EXTRACT PROVIDED →
著者:Katrin Bennhold, Christopher F. Schuetze and Melissa Eddy
(c) 2021 The New York Times Company

BERLIN — After 16 years under Angela Merkel, German leaders Wednesday announced a new government with a new chancellor, Olaf Scholz — a long-awaited return to power for the center-left, in a coalition that faces immediate challenges posed by the pandemic, the economy and foreign relations.

The coalition will face internal tensions, as well, combining Scholz’s Social Democrats with the progressive Greens and the pro-business Free Democrats. Leaders of all three stepped in front of the cameras Wednesday to announce a 177-page governing deal they had negotiated since shortly after the Sept. 26 election.

Sharing a stage Wednesday, the party leaders acknowledged their differences but said they had found enough common ground to push forward with plans to beat back the pandemic, increase investment in digital and climate infrastructure, raise the minimum wage and put Germany on a path to quit coal and expand renewable energy to 80% by 2030.

SUPPLIED RECORDS →
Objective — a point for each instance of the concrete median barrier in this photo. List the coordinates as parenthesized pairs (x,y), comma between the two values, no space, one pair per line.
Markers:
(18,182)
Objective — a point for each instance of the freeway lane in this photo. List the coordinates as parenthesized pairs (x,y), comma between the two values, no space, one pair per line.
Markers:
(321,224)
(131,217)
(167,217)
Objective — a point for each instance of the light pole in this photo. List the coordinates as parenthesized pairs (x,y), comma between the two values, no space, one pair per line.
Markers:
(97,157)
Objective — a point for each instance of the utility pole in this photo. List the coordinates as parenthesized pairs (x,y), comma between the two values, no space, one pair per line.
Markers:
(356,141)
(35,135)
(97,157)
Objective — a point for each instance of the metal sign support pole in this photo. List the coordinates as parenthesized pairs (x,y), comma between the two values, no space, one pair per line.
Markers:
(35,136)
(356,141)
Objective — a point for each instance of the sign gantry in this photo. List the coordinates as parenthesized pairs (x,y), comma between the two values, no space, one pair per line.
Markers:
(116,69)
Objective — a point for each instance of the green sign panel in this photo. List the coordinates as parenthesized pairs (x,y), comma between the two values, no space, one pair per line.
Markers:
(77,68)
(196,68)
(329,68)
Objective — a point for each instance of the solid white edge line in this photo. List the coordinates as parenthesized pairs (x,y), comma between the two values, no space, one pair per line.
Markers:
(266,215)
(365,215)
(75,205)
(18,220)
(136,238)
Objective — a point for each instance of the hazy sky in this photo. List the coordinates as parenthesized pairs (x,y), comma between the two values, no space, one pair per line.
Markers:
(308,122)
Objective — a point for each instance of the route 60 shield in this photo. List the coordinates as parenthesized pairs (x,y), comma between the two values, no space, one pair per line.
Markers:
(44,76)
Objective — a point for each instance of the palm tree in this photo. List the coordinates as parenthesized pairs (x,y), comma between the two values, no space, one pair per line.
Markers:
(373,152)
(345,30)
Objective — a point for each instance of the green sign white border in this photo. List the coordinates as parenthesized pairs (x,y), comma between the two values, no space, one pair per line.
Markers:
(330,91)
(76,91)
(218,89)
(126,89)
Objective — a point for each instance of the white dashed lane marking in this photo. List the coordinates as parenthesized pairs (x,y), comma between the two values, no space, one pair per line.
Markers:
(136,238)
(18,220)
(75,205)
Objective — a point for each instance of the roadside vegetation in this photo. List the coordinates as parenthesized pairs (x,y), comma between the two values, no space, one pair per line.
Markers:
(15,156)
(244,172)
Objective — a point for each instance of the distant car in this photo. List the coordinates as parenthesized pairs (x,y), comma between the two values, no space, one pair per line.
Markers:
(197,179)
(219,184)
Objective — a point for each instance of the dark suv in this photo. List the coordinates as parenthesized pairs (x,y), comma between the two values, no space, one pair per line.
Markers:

EXERCISE REQUIREMENTS →
**1)** According to the article about Germany's new government, how many pages long is the governing deal the coalition leaders announced?
**2)** In the article about Germany's new government, rewrite everything from "The coalition will" down to "Sept. 26 election.", renaming "Free Democrats" to "Liberal Democrats".
**3)** List every political party that the article about Germany's new government names as part of the coalition.

ANSWERS BY ITEM NUMBER →
**1)** 177 pages

**2)**
The coalition will face internal tensions, as well, combining Scholz’s Social Democrats with the progressive Greens and the pro-business Liberal Democrats. Leaders of all three stepped in front of the cameras Wednesday to announce a 177-page governing deal they had negotiated since shortly after the Sept. 26 election.

**3)** Social Democrats, Greens, Free Democrats